Les discours de parentalité à l’éclairage des neurosciences ont le vent en poupe depuis quelques années. Faut-il nécessairement les suivre pour être un bon parent ?

Les neurosciences semblent avoir bousculé les connaissances sur le développement des enfants, et l’éducation mise en place par certains parents. Mais doit-on absolument suivre ces études pour élever ses enfants et être un bon parent ?

L’influence des neurosciences sur l’éducation

Si le terme de « neurosciences » a fait son apparition dans les années 1960, pour désigner les disciplines étudiant le système nerveux, ce n’est que depuis les années 2000-2010 qu’il séduit en nombre les parents, dans le domaine de l’éducation.

« Le livre de Catherine Gueguen, ‘Pour une enfance heureuse’ a révolutionné le monde de la parentalité », estime Nina Bataille, coach professionnelle certifiée et spécialisée en neurosciences, et autrice de plusieurs livres dont  J’arrête de courir après le temps  (ESF, 2023). « Il a apporté du recul sur des choses intuitives qui étaient jusque là discutables car pas démontrées. Cela a permis d’apporter des preuves, même si on sait que la science est évolutive. C’est très intéressant de comprendre comment se développe le cerveau d’un enfant, qu’avant 2 ans il n’y a pas de caprice, mais qu’il faut ensuite mettre un cadre. »

Car pour la coach, c’est là que le bât blesse. L’éducation à l’aune des neurosciences souffre d’une mauvaise interprétation, ayant amalgamé l’éducation bienveillante avec une éducation laxiste. « Par exemple, François Dolto n’a jamais dit qu’il fallait laisser tout faire aux enfants ou qu’il était interdit d’interdire, mais que l’enfant est un être humain à part entière et qu’il faut bannir la violence physique. Olivier Morel a introduit la notion de violence éducative ordinaire, mais il n’a jamais dit qu’il ne fallait pas mettre de cadre. » précise l’autrice.

« Certes on ne laisse pas pleurer un bébé, on cherche à comprendre ce qu’il a, mais on ne le garde pas toute la journée dans les bras pour autant, la bienveillance ce n’est pas ça. »

**OBJECTIF DE LA TÂCHE**
Recopiez, s'il vous plaît, le passage du texte sur la parentalité et les neurosciences qui commence à « Les discours de » et se termine à « un bon parent ? », en rebaptisant « discours » en « conseils ». Les enregistrements proviennent d'une autre source que le texte sur la parentalité et les neurosciences.

**ENTRÉES FOURNIES**

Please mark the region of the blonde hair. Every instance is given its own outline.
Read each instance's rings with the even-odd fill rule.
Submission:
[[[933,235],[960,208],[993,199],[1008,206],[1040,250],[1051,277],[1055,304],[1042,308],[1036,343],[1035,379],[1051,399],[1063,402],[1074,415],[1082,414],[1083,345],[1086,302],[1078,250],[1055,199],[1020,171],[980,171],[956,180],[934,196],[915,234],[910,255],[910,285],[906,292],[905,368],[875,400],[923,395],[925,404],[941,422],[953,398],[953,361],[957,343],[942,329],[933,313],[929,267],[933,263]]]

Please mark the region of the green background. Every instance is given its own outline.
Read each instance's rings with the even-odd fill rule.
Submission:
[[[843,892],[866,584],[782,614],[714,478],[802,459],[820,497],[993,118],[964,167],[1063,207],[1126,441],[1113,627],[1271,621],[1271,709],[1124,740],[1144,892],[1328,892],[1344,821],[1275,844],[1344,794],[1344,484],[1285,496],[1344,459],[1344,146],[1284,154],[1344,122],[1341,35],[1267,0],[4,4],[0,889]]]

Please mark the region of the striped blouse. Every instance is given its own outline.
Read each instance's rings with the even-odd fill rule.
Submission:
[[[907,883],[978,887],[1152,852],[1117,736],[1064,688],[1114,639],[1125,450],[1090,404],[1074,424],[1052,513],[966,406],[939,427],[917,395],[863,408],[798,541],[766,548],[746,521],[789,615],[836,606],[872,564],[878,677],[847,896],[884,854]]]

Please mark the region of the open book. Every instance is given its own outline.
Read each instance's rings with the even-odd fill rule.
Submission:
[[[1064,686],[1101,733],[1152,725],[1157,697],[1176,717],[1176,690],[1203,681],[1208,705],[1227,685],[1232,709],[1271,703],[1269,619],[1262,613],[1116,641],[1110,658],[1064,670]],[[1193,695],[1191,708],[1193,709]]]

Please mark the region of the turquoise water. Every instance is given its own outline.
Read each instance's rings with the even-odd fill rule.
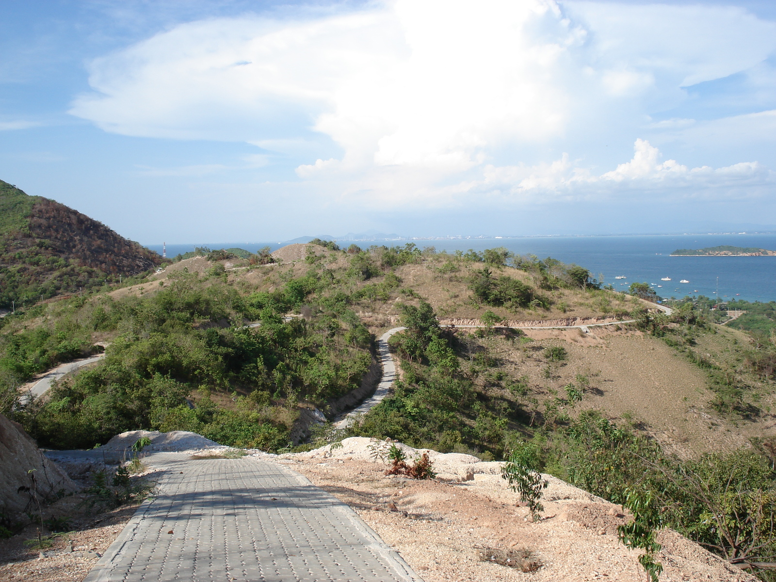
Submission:
[[[393,246],[404,241],[356,243]],[[723,300],[776,301],[776,257],[671,257],[677,248],[702,248],[720,244],[757,247],[776,250],[776,234],[682,234],[616,237],[526,237],[503,239],[464,239],[453,241],[414,241],[423,248],[437,251],[466,251],[503,246],[519,255],[532,254],[540,258],[553,257],[563,262],[577,263],[590,269],[594,276],[603,275],[604,281],[615,289],[625,289],[634,281],[655,283],[655,290],[663,297],[705,295],[719,293]],[[221,243],[210,248],[239,247],[255,251],[268,245],[272,250],[282,244],[269,243]],[[168,256],[194,249],[193,244],[167,246]],[[161,251],[161,245],[149,245]],[[618,275],[627,279],[615,279]],[[660,279],[670,277],[671,281]],[[681,279],[689,283],[680,283]],[[656,286],[661,285],[658,288]]]

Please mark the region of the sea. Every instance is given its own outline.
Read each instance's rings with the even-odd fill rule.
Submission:
[[[362,248],[372,244],[434,247],[437,251],[481,251],[504,247],[518,255],[552,257],[565,263],[576,263],[590,270],[592,276],[615,289],[625,290],[634,282],[653,286],[661,297],[685,296],[719,296],[723,301],[776,301],[776,256],[774,257],[671,257],[679,248],[704,248],[729,244],[776,250],[772,234],[654,234],[629,236],[522,237],[509,238],[464,238],[436,240],[369,241],[355,242]],[[286,243],[218,243],[168,244],[167,256],[193,251],[196,246],[209,248],[244,248],[255,252],[268,246],[272,251]],[[350,242],[345,243],[349,244]],[[161,253],[162,245],[148,245]],[[622,277],[623,279],[616,279]],[[670,281],[663,281],[667,277]],[[689,282],[680,282],[682,279]]]

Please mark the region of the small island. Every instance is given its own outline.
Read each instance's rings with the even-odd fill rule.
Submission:
[[[768,251],[755,247],[721,247],[707,248],[680,248],[671,253],[672,257],[774,257],[776,251]]]

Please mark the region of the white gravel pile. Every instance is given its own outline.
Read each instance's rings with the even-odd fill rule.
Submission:
[[[143,452],[188,452],[203,449],[229,449],[229,447],[219,445],[215,441],[206,438],[202,435],[189,431],[170,431],[169,432],[128,431],[116,435],[100,447],[99,450],[105,452],[128,452],[133,445],[144,437],[151,439],[151,445],[144,447]]]
[[[387,458],[388,448],[392,444],[401,449],[409,461],[423,453],[428,455],[428,458],[433,464],[434,471],[437,473],[437,478],[443,481],[471,481],[477,474],[499,475],[501,466],[504,464],[499,462],[480,461],[473,455],[465,455],[460,452],[438,452],[430,449],[414,449],[402,442],[383,445],[382,450],[386,454],[386,458]],[[379,449],[380,449],[379,442],[366,437],[350,437],[342,440],[341,447],[335,447],[334,449],[331,449],[331,445],[327,445],[308,452],[280,455],[279,458],[289,460],[331,459],[343,461],[374,461],[377,459],[378,462],[382,462],[376,454],[376,451]]]

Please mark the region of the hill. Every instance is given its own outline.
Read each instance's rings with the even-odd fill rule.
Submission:
[[[671,253],[672,257],[773,257],[776,251],[768,251],[757,247],[731,247],[722,244],[706,248],[678,248]]]
[[[0,181],[0,307],[102,285],[160,262],[102,223]]]
[[[52,449],[143,428],[277,452],[358,436],[519,454],[610,502],[643,490],[663,525],[726,559],[753,559],[726,541],[740,534],[776,560],[776,512],[757,501],[776,496],[776,347],[719,325],[714,302],[673,301],[667,315],[583,267],[503,248],[225,254],[3,318],[0,414]],[[393,393],[344,434],[311,427],[369,388],[375,338],[399,326]],[[20,382],[98,341],[99,364],[22,405]],[[750,503],[756,531],[729,531],[750,527],[736,515]]]

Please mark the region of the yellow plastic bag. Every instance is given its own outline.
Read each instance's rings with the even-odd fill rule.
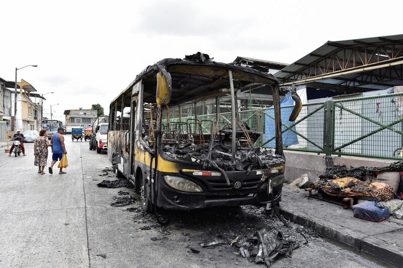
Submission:
[[[63,155],[63,157],[61,157],[61,160],[59,162],[59,165],[57,167],[59,168],[60,167],[65,168],[68,166],[69,166],[69,161],[67,160],[67,155],[64,154]]]

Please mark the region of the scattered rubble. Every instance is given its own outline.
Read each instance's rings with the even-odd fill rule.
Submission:
[[[127,180],[117,180],[116,181],[108,181],[104,180],[97,185],[98,187],[105,187],[107,188],[120,188],[126,187],[133,188],[133,185]]]
[[[113,197],[114,202],[111,203],[112,207],[124,207],[135,203],[136,199],[130,195]]]
[[[239,251],[250,262],[264,263],[268,266],[281,256],[292,257],[292,251],[300,243],[284,239],[283,233],[276,229],[262,229],[242,242]]]
[[[311,186],[308,181],[308,175],[304,174],[294,181],[292,181],[289,184],[285,184],[285,186],[293,192],[298,192],[300,189],[305,189]],[[299,186],[301,185],[300,187]],[[302,188],[303,187],[303,188]]]
[[[221,246],[221,245],[225,245],[228,244],[228,242],[223,241],[212,241],[206,243],[200,243],[198,245],[202,247],[211,247],[215,246]]]
[[[353,177],[362,181],[376,177],[378,173],[383,171],[400,171],[403,170],[403,161],[395,162],[387,166],[371,167],[360,166],[347,167],[346,165],[334,165],[326,168],[324,174],[319,177],[333,180],[337,177]]]
[[[200,250],[198,250],[193,247],[188,247],[188,252],[194,253],[194,254],[198,254],[200,253]]]
[[[403,200],[392,199],[380,202],[381,205],[389,209],[389,212],[394,218],[403,220]]]

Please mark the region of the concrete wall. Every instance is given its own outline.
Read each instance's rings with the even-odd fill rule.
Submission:
[[[294,180],[303,174],[307,174],[310,181],[315,181],[317,176],[324,173],[326,169],[325,156],[316,153],[285,151],[286,156],[286,181]],[[333,157],[334,164],[347,166],[385,166],[396,160],[356,157],[353,156]]]

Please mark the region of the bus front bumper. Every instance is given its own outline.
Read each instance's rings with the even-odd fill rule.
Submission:
[[[281,175],[284,176],[284,174]],[[158,188],[157,205],[168,210],[189,210],[214,207],[234,207],[246,205],[262,205],[272,201],[281,201],[283,184],[273,188],[272,193],[267,194],[267,183],[263,183],[258,191],[236,191],[221,193],[187,193],[174,189],[163,181],[162,178]]]

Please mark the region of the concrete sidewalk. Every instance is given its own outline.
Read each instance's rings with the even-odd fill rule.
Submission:
[[[282,213],[291,221],[320,235],[352,246],[401,267],[403,263],[403,221],[389,218],[373,222],[353,216],[342,207],[306,197],[307,192],[283,188]]]

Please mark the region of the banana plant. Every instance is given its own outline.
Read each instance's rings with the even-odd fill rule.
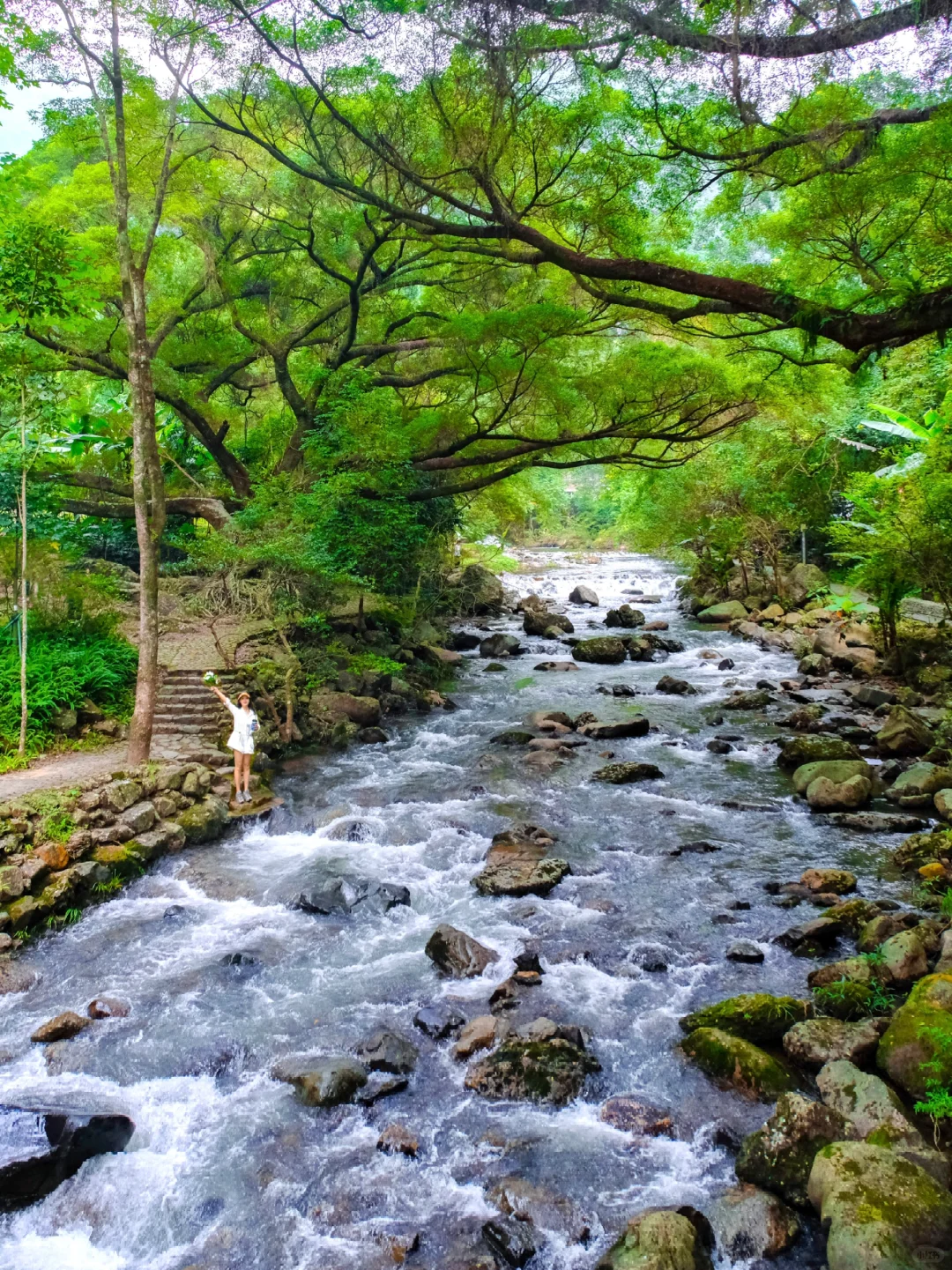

**RÉPONSE RÉDIGÉE**
Les conseils de parentalité à l’éclairage des neurosciences ont le vent en poupe depuis quelques années. Faut-il nécessairement les suivre pour être un bon parent ?